Find "bowl of diced" in the records that follow; print that line and each subsequent line through the last one, verbatim and with nothing added.

Dataset items:
━━━━━━━━
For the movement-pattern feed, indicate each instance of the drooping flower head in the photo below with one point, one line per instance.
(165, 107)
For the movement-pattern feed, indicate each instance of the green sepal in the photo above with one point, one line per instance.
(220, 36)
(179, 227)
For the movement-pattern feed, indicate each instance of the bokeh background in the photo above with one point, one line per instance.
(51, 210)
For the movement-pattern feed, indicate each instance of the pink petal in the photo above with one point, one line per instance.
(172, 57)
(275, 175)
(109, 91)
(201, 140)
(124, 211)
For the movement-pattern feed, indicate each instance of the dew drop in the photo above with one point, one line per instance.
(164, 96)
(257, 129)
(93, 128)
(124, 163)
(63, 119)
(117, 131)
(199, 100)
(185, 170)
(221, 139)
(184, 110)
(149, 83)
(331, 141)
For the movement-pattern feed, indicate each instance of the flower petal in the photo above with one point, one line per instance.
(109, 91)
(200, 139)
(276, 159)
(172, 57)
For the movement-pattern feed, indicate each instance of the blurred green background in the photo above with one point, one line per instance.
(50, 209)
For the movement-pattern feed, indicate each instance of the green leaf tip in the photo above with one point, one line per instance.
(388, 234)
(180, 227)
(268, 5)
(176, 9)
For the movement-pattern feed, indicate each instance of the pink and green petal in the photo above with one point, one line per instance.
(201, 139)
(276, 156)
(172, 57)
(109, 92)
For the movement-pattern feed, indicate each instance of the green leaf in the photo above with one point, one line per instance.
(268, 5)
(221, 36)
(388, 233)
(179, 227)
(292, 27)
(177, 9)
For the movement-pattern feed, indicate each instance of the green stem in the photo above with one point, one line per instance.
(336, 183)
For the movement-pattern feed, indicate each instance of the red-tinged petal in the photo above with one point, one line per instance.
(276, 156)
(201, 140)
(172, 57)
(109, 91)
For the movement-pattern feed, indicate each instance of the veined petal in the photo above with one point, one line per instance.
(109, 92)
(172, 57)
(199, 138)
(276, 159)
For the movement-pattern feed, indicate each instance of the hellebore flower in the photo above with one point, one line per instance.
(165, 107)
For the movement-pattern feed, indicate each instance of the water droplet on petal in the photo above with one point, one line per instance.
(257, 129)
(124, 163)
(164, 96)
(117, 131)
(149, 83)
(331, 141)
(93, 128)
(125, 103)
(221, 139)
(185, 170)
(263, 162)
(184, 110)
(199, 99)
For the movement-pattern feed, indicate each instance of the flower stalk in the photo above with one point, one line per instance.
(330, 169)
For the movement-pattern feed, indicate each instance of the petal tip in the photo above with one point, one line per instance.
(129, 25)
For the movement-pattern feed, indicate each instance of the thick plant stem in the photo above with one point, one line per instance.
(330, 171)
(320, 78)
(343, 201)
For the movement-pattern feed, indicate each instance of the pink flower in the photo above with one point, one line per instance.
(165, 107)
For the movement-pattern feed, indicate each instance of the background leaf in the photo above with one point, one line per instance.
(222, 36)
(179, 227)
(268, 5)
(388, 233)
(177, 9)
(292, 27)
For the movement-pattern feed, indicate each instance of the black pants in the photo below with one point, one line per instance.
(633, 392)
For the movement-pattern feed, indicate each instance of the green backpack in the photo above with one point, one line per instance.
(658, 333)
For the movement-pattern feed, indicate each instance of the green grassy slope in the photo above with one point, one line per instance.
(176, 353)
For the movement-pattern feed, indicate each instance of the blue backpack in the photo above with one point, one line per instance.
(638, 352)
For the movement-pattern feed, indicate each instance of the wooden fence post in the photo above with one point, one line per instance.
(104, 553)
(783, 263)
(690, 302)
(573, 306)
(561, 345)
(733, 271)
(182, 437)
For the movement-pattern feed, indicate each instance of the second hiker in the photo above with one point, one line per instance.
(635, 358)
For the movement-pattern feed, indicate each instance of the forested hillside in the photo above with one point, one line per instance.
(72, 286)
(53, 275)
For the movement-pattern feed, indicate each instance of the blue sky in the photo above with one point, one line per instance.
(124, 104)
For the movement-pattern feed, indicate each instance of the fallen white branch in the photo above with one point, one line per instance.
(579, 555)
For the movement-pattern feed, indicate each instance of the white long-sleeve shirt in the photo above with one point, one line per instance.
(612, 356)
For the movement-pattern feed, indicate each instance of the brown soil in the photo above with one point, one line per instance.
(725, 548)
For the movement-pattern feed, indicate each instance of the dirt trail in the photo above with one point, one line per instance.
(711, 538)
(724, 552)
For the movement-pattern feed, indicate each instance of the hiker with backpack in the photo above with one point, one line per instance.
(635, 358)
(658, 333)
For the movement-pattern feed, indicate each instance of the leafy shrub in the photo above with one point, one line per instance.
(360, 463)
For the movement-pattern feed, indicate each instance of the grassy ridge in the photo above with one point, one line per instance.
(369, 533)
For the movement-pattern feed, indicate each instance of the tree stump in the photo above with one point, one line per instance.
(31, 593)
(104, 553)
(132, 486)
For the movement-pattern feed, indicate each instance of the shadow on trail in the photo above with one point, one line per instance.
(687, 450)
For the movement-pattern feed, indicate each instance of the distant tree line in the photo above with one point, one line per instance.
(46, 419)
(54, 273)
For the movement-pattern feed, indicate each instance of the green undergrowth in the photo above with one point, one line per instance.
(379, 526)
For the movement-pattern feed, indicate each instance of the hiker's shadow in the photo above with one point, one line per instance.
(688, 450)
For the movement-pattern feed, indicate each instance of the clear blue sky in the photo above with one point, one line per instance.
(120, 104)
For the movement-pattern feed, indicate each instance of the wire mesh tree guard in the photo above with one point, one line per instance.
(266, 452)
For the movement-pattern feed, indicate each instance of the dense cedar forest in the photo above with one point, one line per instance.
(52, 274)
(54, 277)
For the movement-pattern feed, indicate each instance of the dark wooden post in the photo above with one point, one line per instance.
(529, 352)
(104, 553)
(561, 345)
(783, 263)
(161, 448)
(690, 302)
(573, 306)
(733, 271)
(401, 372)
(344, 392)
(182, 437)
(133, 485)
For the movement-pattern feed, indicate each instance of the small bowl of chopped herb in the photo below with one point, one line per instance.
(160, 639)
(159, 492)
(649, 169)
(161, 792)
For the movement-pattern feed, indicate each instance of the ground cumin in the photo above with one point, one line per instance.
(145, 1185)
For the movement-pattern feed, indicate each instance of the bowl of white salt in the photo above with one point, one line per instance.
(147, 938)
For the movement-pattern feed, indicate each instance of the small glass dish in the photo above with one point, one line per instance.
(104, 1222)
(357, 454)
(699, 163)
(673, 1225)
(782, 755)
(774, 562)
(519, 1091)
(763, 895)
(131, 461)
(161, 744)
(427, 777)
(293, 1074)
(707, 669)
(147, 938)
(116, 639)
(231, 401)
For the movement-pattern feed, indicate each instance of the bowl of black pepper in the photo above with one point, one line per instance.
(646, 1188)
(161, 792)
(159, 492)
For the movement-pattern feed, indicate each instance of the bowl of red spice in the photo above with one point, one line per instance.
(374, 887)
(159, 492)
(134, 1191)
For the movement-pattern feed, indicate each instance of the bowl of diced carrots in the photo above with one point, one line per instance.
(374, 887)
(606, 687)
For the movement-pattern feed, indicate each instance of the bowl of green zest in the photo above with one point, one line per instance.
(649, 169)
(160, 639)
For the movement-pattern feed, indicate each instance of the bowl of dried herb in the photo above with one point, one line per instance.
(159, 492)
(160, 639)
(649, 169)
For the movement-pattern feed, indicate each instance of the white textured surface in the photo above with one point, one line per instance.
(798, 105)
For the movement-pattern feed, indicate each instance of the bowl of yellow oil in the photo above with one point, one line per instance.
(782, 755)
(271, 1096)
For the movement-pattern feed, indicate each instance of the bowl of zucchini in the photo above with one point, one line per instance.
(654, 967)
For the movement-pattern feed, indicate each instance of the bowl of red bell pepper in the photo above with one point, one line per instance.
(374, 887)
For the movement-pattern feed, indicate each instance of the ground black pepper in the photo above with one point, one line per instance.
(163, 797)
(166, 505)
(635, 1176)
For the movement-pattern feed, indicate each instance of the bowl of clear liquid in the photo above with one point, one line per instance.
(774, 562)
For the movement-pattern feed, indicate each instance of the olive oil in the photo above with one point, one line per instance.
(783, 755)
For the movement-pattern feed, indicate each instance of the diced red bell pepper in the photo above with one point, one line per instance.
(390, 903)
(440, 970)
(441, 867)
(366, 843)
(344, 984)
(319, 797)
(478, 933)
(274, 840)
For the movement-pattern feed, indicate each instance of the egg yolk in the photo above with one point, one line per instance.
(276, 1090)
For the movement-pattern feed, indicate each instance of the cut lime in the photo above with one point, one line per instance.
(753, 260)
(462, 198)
━━━━━━━━
» Output of the task
For the movement-pattern feed, indicate each instance of the bowl of diced carrots in the photo above with one point, one line per instance.
(374, 887)
(606, 687)
For the movement-pattern feed, indicate each instance of the bowl of green zest in the photo above with one point, one line per instance.
(649, 169)
(160, 639)
For the movement-pattern feed, indicate each instance of the bowl of dried herb in the photo above with one point, one line per instance.
(159, 492)
(160, 639)
(649, 169)
For the movement-pattern feed, indicate each instance of the white textured surface in the photo above with one point, one line per instance.
(798, 105)
For the movement-pattern feed, indicate each instance of the bowl of yellow oil in the photo above with one point, one line per instance.
(782, 755)
(271, 1096)
For the movement-pattern feed, indicate each instance of the bowl of zucchini in the photo above with one point, one line per instance.
(654, 967)
For the movement-pattern feed, indicate each instance of the bowl of red bell pepper in the photo above with one point, one line per instance.
(374, 887)
For the movement-pattern feed, indicate each instance of the ground black pepper in the photo above with one point, one line per instance.
(163, 797)
(166, 505)
(635, 1176)
For the movement-pattern feed, indicate each instance of the bowl of clear liquid in the photo above with one point, one line per instance.
(774, 562)
For the movement-pattern feed, indicate each instance of the olive oil in the photo above with one point, one line per instance.
(783, 755)
For the movement-pattern feed, indicate each instance of the diced red bell pepper in the photo above with one point, one line per instance.
(390, 903)
(440, 970)
(441, 867)
(366, 843)
(344, 984)
(319, 797)
(478, 933)
(274, 840)
For the movement-pattern feed, indicate each instance of the egg yolk in the photo above with one point, one line per instance.
(276, 1090)
For the movement-pattern feed, indicate each instance of the cut lime in the photo above with one point, one line per instance.
(753, 260)
(462, 198)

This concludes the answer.